#### [EXTRACT PROVIDED]
A Semi-Automatic Smile

'One must try to recover memory - it has so many hiding places...'

Friday, October 26, 2007

I'm a loser, baby, so why don't you kill me...

Why today, you ask? I'm writing this wearing one of my costumes from Urinetown that came in the mail today. I was a little excited to get them and they actually fit, so I'm kind of excited. Plus in the one dress all the jokes about my chest might actually read. Sweet.

Speaking of Urinetown, this entry may just have a theme for once. Assorted musings concerning the musical.

A) We aren't ready. And we are not collectively good enough to be messing around as much as we do. At least I know I'm not good enough to not need every second of rehearsal time they can give me. I'm turning into the actor-bitch I was during Footloose. I just want things to be as good as they can be. And that means staying focused. I shouldn't be saying this to a journal, I should be saying it in a constructive way to my fellow castmates instead of snapping. Soon.

B) Sometimes I secretly have more fun at tech than rehearsal. I'm not quite sure why. Maybe it's the constant productivity that is evident aside from the goofing around. The visible progress that I don't see with the show itself. Whatever the reason, "Girls Building Shit" (and it's many sequels)are rapidly becoming the parts of my week about which I get most excited. (Sad that I took the time to figure out how to not end that sentence with a preposition.)

#### [REQUEST 1]
Transcribe the blog post from "I'm a loser, baby, so" up to and including "actually read. Sweet.".
The blog post and the rows that come after it are unrelated.

#### [SUPPLIED RECORDS]
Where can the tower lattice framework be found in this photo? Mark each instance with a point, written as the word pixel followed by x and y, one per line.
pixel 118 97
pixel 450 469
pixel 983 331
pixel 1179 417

#### [REQUEST 2]
Give each line of the rows above as a JSON list of strings, one string per line, with blank lines left out.

#### [FINAL RESULT 1]
I'm a loser, baby, so why don't you kill me...

Why today, you ask? I'm writing this wearing one of my costumes from Urinetown that came in the mail today. I was a little excited to get them and they actually fit, so I'm kind of excited. Plus in the one dress all the jokes about my chest might actually read. Sweet.

#### [FINAL RESULT 2]
[
  "Where can the tower lattice framework be found in this photo? Mark each instance with a point, written as the word pixel followed by x and y, one per line.",
  "pixel 118 97",
  "pixel 450 469",
  "pixel 983 331",
  "pixel 1179 417"
]